- **Information provided**
---------------

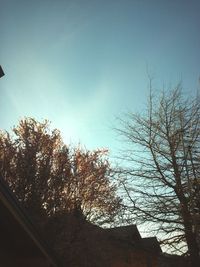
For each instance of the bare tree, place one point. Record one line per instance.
(162, 174)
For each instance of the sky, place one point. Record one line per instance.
(82, 63)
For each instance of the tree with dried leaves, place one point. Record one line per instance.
(49, 178)
(162, 174)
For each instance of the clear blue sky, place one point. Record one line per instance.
(80, 63)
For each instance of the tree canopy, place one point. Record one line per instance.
(161, 177)
(49, 177)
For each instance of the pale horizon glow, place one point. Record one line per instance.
(80, 64)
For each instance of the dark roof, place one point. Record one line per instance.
(152, 244)
(18, 234)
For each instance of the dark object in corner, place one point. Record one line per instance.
(1, 72)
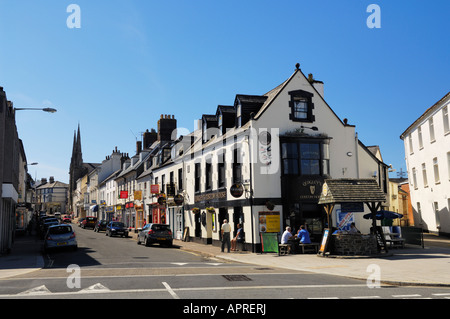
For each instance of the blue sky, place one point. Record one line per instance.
(132, 61)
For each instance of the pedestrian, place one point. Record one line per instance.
(226, 229)
(287, 235)
(353, 229)
(237, 239)
(303, 234)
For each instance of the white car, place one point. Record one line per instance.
(60, 236)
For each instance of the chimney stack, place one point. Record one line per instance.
(138, 147)
(150, 138)
(167, 125)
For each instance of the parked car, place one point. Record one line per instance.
(46, 225)
(67, 220)
(60, 236)
(89, 221)
(116, 228)
(100, 225)
(80, 221)
(155, 233)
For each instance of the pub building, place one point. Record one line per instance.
(262, 161)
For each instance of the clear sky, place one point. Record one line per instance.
(131, 61)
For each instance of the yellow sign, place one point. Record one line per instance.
(138, 195)
(269, 222)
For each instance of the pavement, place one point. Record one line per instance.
(412, 265)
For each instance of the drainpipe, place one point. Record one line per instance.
(356, 155)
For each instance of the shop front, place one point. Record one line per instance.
(109, 213)
(300, 203)
(351, 195)
(130, 215)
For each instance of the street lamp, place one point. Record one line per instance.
(47, 109)
(314, 128)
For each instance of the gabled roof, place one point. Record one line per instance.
(425, 114)
(351, 191)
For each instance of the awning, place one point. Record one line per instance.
(384, 214)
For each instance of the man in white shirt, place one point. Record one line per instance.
(286, 235)
(226, 230)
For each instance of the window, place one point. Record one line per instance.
(237, 166)
(448, 165)
(419, 212)
(445, 117)
(290, 158)
(411, 150)
(436, 171)
(424, 175)
(437, 215)
(221, 170)
(419, 131)
(208, 171)
(197, 177)
(239, 115)
(301, 106)
(310, 159)
(414, 178)
(302, 159)
(180, 179)
(431, 124)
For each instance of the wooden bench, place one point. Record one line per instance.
(395, 242)
(284, 249)
(309, 247)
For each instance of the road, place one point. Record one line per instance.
(105, 268)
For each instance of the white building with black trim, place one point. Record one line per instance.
(427, 155)
(264, 159)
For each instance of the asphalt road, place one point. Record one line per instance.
(118, 268)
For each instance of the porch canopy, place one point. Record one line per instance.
(338, 191)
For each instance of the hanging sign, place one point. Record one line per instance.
(178, 199)
(237, 190)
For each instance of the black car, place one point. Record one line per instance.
(100, 225)
(116, 228)
(155, 233)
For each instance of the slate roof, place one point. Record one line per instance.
(351, 191)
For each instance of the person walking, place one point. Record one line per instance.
(226, 229)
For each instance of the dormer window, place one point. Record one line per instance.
(301, 106)
(239, 115)
(220, 123)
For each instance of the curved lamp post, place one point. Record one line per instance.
(47, 109)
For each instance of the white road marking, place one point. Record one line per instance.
(35, 291)
(170, 290)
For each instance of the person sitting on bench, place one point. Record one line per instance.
(303, 235)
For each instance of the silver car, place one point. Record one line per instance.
(155, 233)
(60, 236)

---------------

- **Your goal**
Nothing but the lines from the one with "For each instance of the curved" through the final line of the data belongs in the answer, and they must match exactly.

- **Exercise solution**
For each instance of the curved lamp post, place one point. Record one line per instance.
(47, 109)
For each instance of the white road marking, place one point. Record one line per instance.
(35, 291)
(170, 290)
For each instance of the person sitting on bench, place one point. Record one line per instance.
(303, 235)
For each instance of the silver car, place one point. Record one line per instance.
(155, 233)
(60, 236)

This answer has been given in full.